_Exercise requirements_
Retype the records below exactly as they appear.
=======
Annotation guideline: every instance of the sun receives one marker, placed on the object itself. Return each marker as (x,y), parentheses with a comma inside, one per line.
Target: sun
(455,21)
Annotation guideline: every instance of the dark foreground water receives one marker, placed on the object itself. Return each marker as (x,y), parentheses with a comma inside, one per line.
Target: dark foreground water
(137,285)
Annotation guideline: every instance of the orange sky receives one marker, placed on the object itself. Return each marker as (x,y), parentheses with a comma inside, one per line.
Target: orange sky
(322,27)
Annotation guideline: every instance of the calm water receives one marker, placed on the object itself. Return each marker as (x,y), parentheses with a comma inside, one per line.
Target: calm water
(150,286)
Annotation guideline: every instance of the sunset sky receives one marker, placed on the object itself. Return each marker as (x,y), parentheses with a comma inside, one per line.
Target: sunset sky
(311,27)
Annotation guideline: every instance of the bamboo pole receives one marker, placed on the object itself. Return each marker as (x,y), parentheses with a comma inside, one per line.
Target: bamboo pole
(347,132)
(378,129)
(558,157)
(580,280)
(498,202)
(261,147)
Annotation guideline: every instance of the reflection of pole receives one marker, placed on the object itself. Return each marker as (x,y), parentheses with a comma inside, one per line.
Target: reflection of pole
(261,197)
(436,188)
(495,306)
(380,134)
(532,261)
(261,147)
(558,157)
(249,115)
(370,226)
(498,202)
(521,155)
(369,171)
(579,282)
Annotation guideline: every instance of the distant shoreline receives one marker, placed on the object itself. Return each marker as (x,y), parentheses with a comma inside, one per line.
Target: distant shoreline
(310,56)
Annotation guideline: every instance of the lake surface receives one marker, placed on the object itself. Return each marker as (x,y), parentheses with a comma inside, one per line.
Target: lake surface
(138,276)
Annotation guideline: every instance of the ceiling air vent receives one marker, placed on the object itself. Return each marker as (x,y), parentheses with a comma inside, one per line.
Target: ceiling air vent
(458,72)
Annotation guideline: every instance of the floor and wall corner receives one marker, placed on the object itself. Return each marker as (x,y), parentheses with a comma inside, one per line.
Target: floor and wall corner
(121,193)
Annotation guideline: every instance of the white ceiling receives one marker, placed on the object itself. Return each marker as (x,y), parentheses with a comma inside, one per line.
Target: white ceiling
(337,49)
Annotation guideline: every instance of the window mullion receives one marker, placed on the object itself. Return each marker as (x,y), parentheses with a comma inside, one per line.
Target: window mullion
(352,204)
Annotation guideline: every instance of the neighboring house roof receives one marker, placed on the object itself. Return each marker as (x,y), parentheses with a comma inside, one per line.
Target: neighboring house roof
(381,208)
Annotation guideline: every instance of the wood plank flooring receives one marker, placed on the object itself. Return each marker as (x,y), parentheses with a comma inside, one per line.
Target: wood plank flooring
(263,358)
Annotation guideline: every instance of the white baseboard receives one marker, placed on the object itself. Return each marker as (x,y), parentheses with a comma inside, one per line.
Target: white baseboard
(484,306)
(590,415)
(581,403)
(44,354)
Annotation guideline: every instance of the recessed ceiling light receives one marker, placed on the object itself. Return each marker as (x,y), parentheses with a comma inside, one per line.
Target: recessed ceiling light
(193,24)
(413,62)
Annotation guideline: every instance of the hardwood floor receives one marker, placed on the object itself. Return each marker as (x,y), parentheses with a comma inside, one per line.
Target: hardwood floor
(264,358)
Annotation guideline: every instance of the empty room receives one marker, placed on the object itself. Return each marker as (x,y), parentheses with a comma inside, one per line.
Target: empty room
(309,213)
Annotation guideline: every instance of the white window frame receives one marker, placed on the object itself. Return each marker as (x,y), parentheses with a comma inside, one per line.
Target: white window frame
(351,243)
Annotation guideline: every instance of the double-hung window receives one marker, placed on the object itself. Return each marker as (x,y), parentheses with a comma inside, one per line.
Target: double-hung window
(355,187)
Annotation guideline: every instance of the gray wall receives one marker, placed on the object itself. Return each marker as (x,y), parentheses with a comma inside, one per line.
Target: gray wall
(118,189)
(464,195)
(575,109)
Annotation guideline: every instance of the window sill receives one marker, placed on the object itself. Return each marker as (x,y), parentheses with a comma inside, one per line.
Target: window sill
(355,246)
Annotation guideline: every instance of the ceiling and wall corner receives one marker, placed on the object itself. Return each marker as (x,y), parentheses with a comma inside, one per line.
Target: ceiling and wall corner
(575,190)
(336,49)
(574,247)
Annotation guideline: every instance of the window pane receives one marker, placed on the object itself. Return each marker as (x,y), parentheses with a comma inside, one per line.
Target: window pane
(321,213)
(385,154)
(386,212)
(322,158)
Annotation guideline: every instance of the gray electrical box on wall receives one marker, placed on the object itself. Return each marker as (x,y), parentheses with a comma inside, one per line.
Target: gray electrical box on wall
=======
_Exercise result_
Annotation guideline: every instance of the sun receives one marker, placed on the object itself. Return each marker as (x,y), parentheses with a comma inside, one per line.
Target: sun
(455,21)
Annotation guideline: every instance of the dark foreground water receives one marker, placed on the object itself. Return each marker as (x,y), parentheses with a comma inside, one per line.
Target: dark foreground water
(137,285)
Annotation guideline: every instance of the orange sky receives one marker, placed on the object itself. Return each marker as (x,y), parentheses with a comma inside, one per line.
Target: orange sky
(322,27)
Annotation guideline: every instance of the calm water receives one marker, placed on the object itself. Return each marker as (x,y), parentheses with a comma inside, one per line.
Target: calm water
(150,286)
Annotation guideline: every instance of the sunset sky receives one marker, placed on the object itself. Return each marker as (x,y), parentheses with a comma inside, one per line.
Target: sunset sky
(311,27)
Annotation guideline: every instance of the bamboo pole receives one marker, placed on the object itself. Return each marker as (x,y), parentheses with a comma inside, one per line.
Target: bamboo pole
(347,132)
(378,129)
(558,157)
(580,280)
(498,202)
(261,147)
Annotation guideline: every instance of the reflection of pole receives one marker, placed on the object itself. Return each marker as (x,y), parentheses with a comma inside, one per line.
Target: reflection of pole
(261,197)
(436,188)
(495,306)
(380,134)
(532,261)
(261,147)
(558,157)
(249,115)
(370,226)
(498,202)
(521,155)
(369,171)
(579,282)
Annotation guideline: every instance of the distant shoreline receives one marker, placed on the object itself. Return each marker as (x,y), parentheses with a comma inside, one per line.
Target: distant shoreline
(310,56)
Annotation guideline: every instance of the lake surface receives one marker, placed on the object itself. Return each marker as (x,y), parentheses with a comma inside, one per line.
Target: lake surface
(138,276)
Annotation guideline: every instance of the ceiling air vent receives one marker, placed on the object itself. Return each marker as (x,y), parentheses with a comma inside, one per line.
Target: ceiling air vent
(458,72)
Annotation guideline: every instance of the floor and wall corner receives one marker, placed on the object itself. Return each marker as (x,y), parentheses with a comma inside, one per line.
Target: floor and wall corner
(121,193)
Annotation guideline: every instance of the white ceiling receives one marker, placed on the object itself. Return each marker as (x,y), parentheses with a comma inside, one per line.
Target: white ceiling
(337,49)
Annotation guideline: every instance of the window mullion receives one marker, placed on the object itself. Return each marker as (x,y), parentheses with a comma inside, one per line.
Target: window mullion
(352,204)
Annotation guideline: every instance of the neighboring house roof receives one marker, placed on the object itself. Return each marker as (x,y), parentheses with a comma inside, one per line.
Target: neighboring house roof
(381,208)
Annotation guideline: every instance of the wood plank flooring receives one marker, placed on the object itself. Return each marker as (x,y), parentheses with a comma inside, one per line.
Target: wood plank flooring
(263,358)
Annotation guideline: every instance of the white baseboard receives one marker, placed on the object itself. Return each marker as (x,y), parentheses with a comma inside, one per line.
Target: white baseboard
(484,306)
(590,415)
(581,403)
(44,354)
Annotation guideline: every instance of the recessed ceiling light receives one marker, placed on the object itself. Return each marker as (x,y), parentheses with a comma inside, one per line.
Target: recessed ceiling light
(193,24)
(413,62)
Annotation guideline: every instance of the hardwood floor receives one marker, placed on the object itself. Return each marker as (x,y), parentheses with a comma inside, one per line.
Target: hardwood floor
(264,358)
Annotation guideline: every instance of the empty room receives one marker, placed on the object itself. Return each marker as (x,y), parentheses with a comma inside, one per line.
Target: empty room
(309,213)
Annotation guideline: every instance of the white window frame receives one marker, placed on the object itself. Return each marker as (x,y), parentheses with a comma inside, one per line.
Target: white window frame
(351,243)
Annotation guideline: every instance of the double-hung window receives one marker, placed on the object itself. Return each marker as (x,y), parentheses with a comma inside, one per line.
Target: double-hung window
(355,187)
Annotation guideline: every instance of the gray wall receives one marker, placed on the object itself. Return each marker as (x,y), parentheses with a comma inside, one per line.
Target: gray wall
(118,189)
(464,195)
(575,109)
Annotation guideline: every instance of the window sill receives one marker, placed on the object itself. Return each marker as (x,y), parentheses with a comma inside, one per line.
Target: window sill
(355,246)
Annotation guideline: every instance of the ceiling and wall corner receives one marker, placed on the object itself. Return each marker as (x,y), parentheses with a comma inside, one per line.
Target: ceiling and wall corner
(575,190)
(336,49)
(574,247)
Annotation guideline: every instance of the window pane receives one marker, placed on the object itself. Return each marker as (x,y), parentheses with a comma inside, one per line.
Target: window pane
(321,213)
(385,154)
(386,212)
(322,158)
Annotation guideline: every instance of the gray electrical box on wall receives one marker, placed on the object itself. Return each marker as (x,y), parentheses with a comma inside, one per line.
Target: gray electrical box on wall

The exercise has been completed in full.